▶ DIRECTIVE
Give back the entire listing verbatim.

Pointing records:
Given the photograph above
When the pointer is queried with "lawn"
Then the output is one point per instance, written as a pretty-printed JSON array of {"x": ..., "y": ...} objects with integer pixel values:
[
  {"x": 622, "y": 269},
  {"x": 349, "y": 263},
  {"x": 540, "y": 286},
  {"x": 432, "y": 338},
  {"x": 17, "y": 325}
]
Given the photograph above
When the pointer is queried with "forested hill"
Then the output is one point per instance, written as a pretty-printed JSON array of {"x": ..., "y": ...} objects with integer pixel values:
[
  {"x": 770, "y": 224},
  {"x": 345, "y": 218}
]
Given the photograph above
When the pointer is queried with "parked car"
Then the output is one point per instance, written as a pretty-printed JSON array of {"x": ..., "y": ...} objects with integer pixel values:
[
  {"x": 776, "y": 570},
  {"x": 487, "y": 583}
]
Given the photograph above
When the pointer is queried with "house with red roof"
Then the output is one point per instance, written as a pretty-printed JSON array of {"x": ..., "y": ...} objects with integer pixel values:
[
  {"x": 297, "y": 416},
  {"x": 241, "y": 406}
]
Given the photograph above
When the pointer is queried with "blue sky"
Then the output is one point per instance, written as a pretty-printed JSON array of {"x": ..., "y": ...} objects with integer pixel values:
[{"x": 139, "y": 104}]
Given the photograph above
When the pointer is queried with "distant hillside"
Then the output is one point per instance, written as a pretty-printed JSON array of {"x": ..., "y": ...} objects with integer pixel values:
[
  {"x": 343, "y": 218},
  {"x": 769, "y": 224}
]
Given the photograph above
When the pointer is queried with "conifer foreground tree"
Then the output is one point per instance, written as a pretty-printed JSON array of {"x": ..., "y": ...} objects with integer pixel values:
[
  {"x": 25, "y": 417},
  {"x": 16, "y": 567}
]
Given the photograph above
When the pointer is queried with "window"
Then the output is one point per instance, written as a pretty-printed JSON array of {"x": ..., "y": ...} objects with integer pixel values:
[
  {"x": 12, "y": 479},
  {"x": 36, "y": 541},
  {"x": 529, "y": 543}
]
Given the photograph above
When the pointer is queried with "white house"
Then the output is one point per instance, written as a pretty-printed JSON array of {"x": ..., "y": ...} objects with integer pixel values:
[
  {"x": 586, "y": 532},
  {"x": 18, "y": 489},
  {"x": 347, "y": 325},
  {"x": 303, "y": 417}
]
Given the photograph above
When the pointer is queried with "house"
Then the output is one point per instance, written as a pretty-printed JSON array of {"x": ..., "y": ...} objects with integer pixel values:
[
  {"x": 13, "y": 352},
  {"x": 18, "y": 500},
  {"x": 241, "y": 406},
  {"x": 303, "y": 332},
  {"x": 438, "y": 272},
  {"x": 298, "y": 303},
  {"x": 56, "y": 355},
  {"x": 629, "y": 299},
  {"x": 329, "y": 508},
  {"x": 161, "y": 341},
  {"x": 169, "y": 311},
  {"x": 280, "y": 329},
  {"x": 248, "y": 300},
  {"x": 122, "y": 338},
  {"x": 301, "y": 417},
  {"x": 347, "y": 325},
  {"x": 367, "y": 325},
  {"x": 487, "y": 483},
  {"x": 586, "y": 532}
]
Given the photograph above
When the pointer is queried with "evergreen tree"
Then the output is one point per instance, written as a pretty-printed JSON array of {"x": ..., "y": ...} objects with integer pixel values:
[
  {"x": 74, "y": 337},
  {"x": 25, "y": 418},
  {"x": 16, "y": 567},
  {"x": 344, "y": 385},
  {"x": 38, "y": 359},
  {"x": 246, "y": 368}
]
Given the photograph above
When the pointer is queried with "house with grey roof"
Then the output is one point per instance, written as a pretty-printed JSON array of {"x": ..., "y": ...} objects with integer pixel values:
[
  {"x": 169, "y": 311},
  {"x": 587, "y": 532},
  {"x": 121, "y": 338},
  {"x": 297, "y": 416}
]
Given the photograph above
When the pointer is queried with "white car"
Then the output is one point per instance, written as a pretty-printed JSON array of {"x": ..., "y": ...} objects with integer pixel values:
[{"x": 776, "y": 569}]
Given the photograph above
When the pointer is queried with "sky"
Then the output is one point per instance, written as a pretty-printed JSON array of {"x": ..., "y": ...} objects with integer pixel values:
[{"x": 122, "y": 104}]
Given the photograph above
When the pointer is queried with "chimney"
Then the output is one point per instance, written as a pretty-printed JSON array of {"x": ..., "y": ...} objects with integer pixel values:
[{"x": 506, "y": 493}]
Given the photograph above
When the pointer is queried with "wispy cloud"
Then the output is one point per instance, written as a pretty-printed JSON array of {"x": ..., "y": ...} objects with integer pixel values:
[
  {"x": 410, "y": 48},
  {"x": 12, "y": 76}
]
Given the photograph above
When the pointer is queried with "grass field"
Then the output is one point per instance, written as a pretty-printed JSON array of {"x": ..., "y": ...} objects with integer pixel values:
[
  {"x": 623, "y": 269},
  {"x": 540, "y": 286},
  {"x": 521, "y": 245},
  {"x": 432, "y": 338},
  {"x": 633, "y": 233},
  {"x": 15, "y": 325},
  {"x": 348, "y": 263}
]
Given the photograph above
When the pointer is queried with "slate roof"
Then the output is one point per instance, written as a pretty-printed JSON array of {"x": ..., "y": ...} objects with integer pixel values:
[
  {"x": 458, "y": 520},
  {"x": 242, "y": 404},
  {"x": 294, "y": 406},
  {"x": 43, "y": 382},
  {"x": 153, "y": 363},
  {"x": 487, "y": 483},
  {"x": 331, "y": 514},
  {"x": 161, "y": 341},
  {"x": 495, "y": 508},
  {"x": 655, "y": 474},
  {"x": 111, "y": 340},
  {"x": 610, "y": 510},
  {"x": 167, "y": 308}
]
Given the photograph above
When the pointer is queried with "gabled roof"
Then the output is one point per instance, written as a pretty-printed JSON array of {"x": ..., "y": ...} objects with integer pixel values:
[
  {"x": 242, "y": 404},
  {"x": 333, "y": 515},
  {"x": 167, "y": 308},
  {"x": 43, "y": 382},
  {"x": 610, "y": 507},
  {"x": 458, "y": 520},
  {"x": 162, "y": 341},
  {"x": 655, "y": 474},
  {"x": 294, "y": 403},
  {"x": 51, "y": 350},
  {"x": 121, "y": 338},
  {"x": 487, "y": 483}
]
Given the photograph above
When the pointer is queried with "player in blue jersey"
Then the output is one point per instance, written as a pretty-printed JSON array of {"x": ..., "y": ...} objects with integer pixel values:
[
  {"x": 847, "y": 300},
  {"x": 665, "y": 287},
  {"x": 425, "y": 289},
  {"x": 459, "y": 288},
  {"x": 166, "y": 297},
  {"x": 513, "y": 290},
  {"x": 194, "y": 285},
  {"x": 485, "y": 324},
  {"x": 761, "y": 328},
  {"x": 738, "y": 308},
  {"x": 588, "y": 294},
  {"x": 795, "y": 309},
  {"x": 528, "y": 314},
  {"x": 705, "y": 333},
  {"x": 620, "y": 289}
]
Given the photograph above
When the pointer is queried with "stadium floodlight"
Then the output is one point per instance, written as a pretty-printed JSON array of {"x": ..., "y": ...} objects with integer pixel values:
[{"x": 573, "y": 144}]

▶ RESULT
Given the photograph above
When the pointer is queried with "lawn"
Then the output is one point per instance, written as a pretty-printed JSON array of {"x": ..., "y": ...} objects with integer pixel values:
[
  {"x": 622, "y": 269},
  {"x": 349, "y": 263},
  {"x": 540, "y": 286},
  {"x": 432, "y": 338},
  {"x": 17, "y": 325}
]
Given the photograph above
When the pointer is queried with "forested hill"
Then the output is one point per instance, written as a pretty-printed JSON array of {"x": ..., "y": ...} objects with integer pixel values:
[
  {"x": 770, "y": 224},
  {"x": 345, "y": 218}
]
Given the photograph above
When the pointer is queried with "parked car"
Then the output is one point per instance, written as a pretty-printed JSON array of {"x": ..., "y": ...} objects with integer pixel values:
[
  {"x": 776, "y": 570},
  {"x": 487, "y": 583}
]
Given the photograph above
When the pointer is queried with "house with red roof"
Then the output is one point per instance, written as a pretty-printed JSON array of {"x": ..., "y": ...} objects with integer pixel values:
[
  {"x": 297, "y": 416},
  {"x": 241, "y": 406}
]
Given the photograph above
When the pointer is queried with "blue sky"
Then the output is one point per instance, written as a pretty-printed JSON array of {"x": ..., "y": ...} objects with integer pixel values:
[{"x": 139, "y": 104}]
Given the photograph above
When the pointer is queried with "distant hillside"
Then the output is one point per instance, written as a pretty-printed JSON array of {"x": ..., "y": ...} objects with integer pixel values:
[
  {"x": 343, "y": 218},
  {"x": 769, "y": 224}
]
Given the photograph above
When the pointer is queried with "conifer foreground tree"
Then the output is one point per instance, written as a pretty-printed JSON array of {"x": ..., "y": ...} objects with integer pixel values:
[
  {"x": 25, "y": 417},
  {"x": 16, "y": 567}
]
Given the photograph above
When the pointer is queried with "window"
Then the output is one point per instance, written as a pretty-printed JSON array of {"x": ..., "y": ...} objects with integer pixel values:
[
  {"x": 12, "y": 479},
  {"x": 36, "y": 541},
  {"x": 529, "y": 543}
]
Given the photograph above
When the pointer is queried with "white house"
Then the output is one point per instance, written as a pretty-printed JSON array of {"x": ..., "y": ...} objects with integer pixel values:
[
  {"x": 586, "y": 532},
  {"x": 18, "y": 489},
  {"x": 347, "y": 325},
  {"x": 303, "y": 417}
]
Given the photograph above
When the pointer is queried with "house"
Then the output is one point per instance, written as a pretty-printed JSON array of {"x": ..., "y": ...} objects with integer pixel values:
[
  {"x": 13, "y": 352},
  {"x": 18, "y": 500},
  {"x": 241, "y": 406},
  {"x": 303, "y": 332},
  {"x": 438, "y": 272},
  {"x": 298, "y": 303},
  {"x": 56, "y": 355},
  {"x": 629, "y": 299},
  {"x": 329, "y": 508},
  {"x": 161, "y": 341},
  {"x": 169, "y": 311},
  {"x": 280, "y": 329},
  {"x": 248, "y": 300},
  {"x": 122, "y": 338},
  {"x": 301, "y": 417},
  {"x": 347, "y": 325},
  {"x": 367, "y": 325},
  {"x": 487, "y": 483},
  {"x": 586, "y": 532}
]
Given the photograph above
When the pointer is queried with "evergreen tree"
Then the output is one point per instance, written as a pretty-printed JSON array of {"x": ..., "y": ...} objects with integer pixel values:
[
  {"x": 74, "y": 337},
  {"x": 25, "y": 418},
  {"x": 16, "y": 567},
  {"x": 344, "y": 385},
  {"x": 38, "y": 359},
  {"x": 246, "y": 368}
]
Given the photograph above
When the pointer is queried with "house with grey roof"
Then the output is one point per instance, written as a pretty-printed JSON array of {"x": ..., "y": ...} objects with integer pixel values:
[
  {"x": 169, "y": 311},
  {"x": 587, "y": 532},
  {"x": 121, "y": 338},
  {"x": 297, "y": 416}
]
Given the photograph above
When the pointer is queried with "white car"
Then the output is one point per instance, written as a pretty-printed JSON array of {"x": ..., "y": ...} objects with integer pixel values:
[{"x": 776, "y": 569}]
Given the photograph above
When the pointer is queried with "sky"
Then the output is one point per instance, written as a pretty-printed JSON array of {"x": ..., "y": ...} objects with integer pixel values:
[{"x": 122, "y": 104}]
Given the photograph above
When the pointer is queried with "chimney"
Then the output is one point per instance, written as a pretty-printed JSON array of {"x": ..., "y": ...} objects with integer pixel values:
[{"x": 506, "y": 493}]
Given the photograph above
When the pointer is queried with "wispy cloud"
Then the output is one point per instance, written as a pretty-printed JSON array of {"x": ..., "y": ...} objects with integer pixel values:
[
  {"x": 410, "y": 48},
  {"x": 12, "y": 76}
]
Given the photograph above
When the pointer is queried with "grass field"
Then the output is one point per instance, written as a pretty-printed JSON array of {"x": ..., "y": ...} objects with integer pixel values:
[
  {"x": 623, "y": 269},
  {"x": 540, "y": 286},
  {"x": 521, "y": 245},
  {"x": 432, "y": 338},
  {"x": 633, "y": 233},
  {"x": 15, "y": 325},
  {"x": 348, "y": 263}
]
Given the photograph above
When the pointer is queried with "slate roof"
Then the output is one point per instance, written as a pretty-printed JSON array of {"x": ..., "y": ...} objects with integer pixel values:
[
  {"x": 458, "y": 520},
  {"x": 242, "y": 404},
  {"x": 294, "y": 406},
  {"x": 43, "y": 382},
  {"x": 153, "y": 363},
  {"x": 487, "y": 483},
  {"x": 331, "y": 514},
  {"x": 161, "y": 341},
  {"x": 495, "y": 508},
  {"x": 655, "y": 474},
  {"x": 111, "y": 340},
  {"x": 610, "y": 510},
  {"x": 167, "y": 308}
]
Given the photograph above
When the pointer is queried with "gabled roof"
Then the output is one point per instance, written as a pretty-printed JSON array of {"x": ..., "y": ...} objects with integer pixel values:
[
  {"x": 242, "y": 404},
  {"x": 333, "y": 515},
  {"x": 167, "y": 308},
  {"x": 43, "y": 382},
  {"x": 610, "y": 507},
  {"x": 458, "y": 520},
  {"x": 162, "y": 341},
  {"x": 655, "y": 474},
  {"x": 294, "y": 403},
  {"x": 51, "y": 350},
  {"x": 121, "y": 338},
  {"x": 487, "y": 483}
]
Given the photograph above
When the pointer is queried with "player in blue jersey"
Then the output is one point per instance, written as a pretty-printed JSON array of {"x": ..., "y": ...} objects with integer pixel values:
[
  {"x": 847, "y": 300},
  {"x": 665, "y": 287},
  {"x": 425, "y": 289},
  {"x": 459, "y": 288},
  {"x": 166, "y": 297},
  {"x": 513, "y": 290},
  {"x": 194, "y": 285},
  {"x": 485, "y": 324},
  {"x": 761, "y": 328},
  {"x": 738, "y": 308},
  {"x": 588, "y": 294},
  {"x": 795, "y": 309},
  {"x": 528, "y": 314},
  {"x": 705, "y": 333},
  {"x": 620, "y": 289}
]
Given the photograph above
When the pointer is queried with "stadium floodlight"
Then the output is one point per instance, written as a pretty-printed JSON array of {"x": ..., "y": ...} objects with integer pixel values:
[{"x": 573, "y": 144}]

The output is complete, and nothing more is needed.